WORK INSTRUCTIONS: Output every entry exactly as written.
=== SOURCE RECORDS ===
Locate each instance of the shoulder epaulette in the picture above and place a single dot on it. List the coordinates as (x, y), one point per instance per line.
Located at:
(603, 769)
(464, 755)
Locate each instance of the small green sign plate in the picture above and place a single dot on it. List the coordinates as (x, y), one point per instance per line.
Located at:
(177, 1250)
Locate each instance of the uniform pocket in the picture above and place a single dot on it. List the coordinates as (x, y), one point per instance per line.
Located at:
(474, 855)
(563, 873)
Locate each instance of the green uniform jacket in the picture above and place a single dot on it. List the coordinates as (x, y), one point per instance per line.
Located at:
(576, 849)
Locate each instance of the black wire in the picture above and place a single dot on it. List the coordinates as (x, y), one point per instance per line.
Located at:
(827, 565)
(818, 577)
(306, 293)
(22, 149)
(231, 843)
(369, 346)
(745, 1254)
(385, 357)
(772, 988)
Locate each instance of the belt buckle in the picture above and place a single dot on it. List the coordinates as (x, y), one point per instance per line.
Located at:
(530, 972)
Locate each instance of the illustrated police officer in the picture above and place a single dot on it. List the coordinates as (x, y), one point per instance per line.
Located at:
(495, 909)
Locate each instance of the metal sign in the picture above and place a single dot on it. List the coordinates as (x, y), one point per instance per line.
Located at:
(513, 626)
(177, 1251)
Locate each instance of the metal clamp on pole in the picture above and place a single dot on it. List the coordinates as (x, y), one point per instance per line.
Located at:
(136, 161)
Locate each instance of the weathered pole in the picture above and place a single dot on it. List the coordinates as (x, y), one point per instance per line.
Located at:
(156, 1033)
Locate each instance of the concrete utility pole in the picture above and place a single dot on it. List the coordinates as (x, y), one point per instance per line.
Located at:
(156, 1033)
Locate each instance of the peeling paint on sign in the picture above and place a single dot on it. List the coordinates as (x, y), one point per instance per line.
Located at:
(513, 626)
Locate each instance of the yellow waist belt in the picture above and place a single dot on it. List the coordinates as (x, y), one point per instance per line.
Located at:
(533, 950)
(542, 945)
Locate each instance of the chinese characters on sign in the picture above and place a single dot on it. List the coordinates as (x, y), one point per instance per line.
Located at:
===
SOLUTION:
Locate each instance of the shoulder epaulette in the picture above and place a single dot on it. List the coordinates as (x, y), one point per instance per line.
Located at:
(603, 769)
(464, 755)
Locate each instance of the small green sign plate in the picture above and place a single dot on it. List the coordinates as (x, y), one point per instance per line.
Located at:
(177, 1250)
Locate each instance of the uniform pocket in the picture above and place a single dot on it. List the coordinates as (x, y), one point per instance per line.
Located at:
(474, 855)
(563, 873)
Locate each instance of the green uniform jacket in the picture above and place a single dot on it. List the coordinates as (x, y), one point per instance per line.
Located at:
(576, 849)
Locate each instance of the black wire in the picture above and place a single dot on it. List the coordinates as (x, y), one point per instance per line.
Located at:
(827, 565)
(818, 577)
(306, 293)
(22, 149)
(231, 843)
(369, 346)
(745, 1254)
(385, 357)
(772, 988)
Locate each instance of the belt buckle in the picture above and place a single dot on it. List the coordinates as (x, y), one point per instance per line.
Located at:
(530, 972)
Locate each instance of the illustrated police officer in the picture above and place a single dot on it. List the coordinates as (x, y), one point per instance per line.
Located at:
(495, 909)
Locate each instance of the metal sign in the picture above and place a single dot on it. List the coordinates as (x, y), one point per instance per line.
Located at:
(513, 626)
(177, 1251)
Locate each instance of the metal clamp on pole in the picture above and place a single dot on it. List the coordinates as (x, y), one point per instance per line.
Located at:
(136, 161)
Locate each instance of the weathered pole in the picture above and place a single dot on it. List the coordinates as (x, y), one point per instance per line.
Located at:
(156, 1033)
Locate each instance of the concrete utility pole in the picture above and place a single dot on it. List the coordinates as (x, y), one point per instance per line.
Located at:
(156, 1033)
Locate each instance of the peeling paint on sign in the picture above and place a single dot on it. List the coordinates as (x, y), one point per instance per line.
Located at:
(513, 626)
Locate each instance of the yellow waist belt in the picture above and place a single dot on it. List the coordinates as (x, y), one point per instance per line.
Located at:
(533, 950)
(542, 945)
Locate each instance of the chinese characters on sign in the picture above and place a single dot on it. List the coordinates as (x, y), one point per instance per line.
Located at:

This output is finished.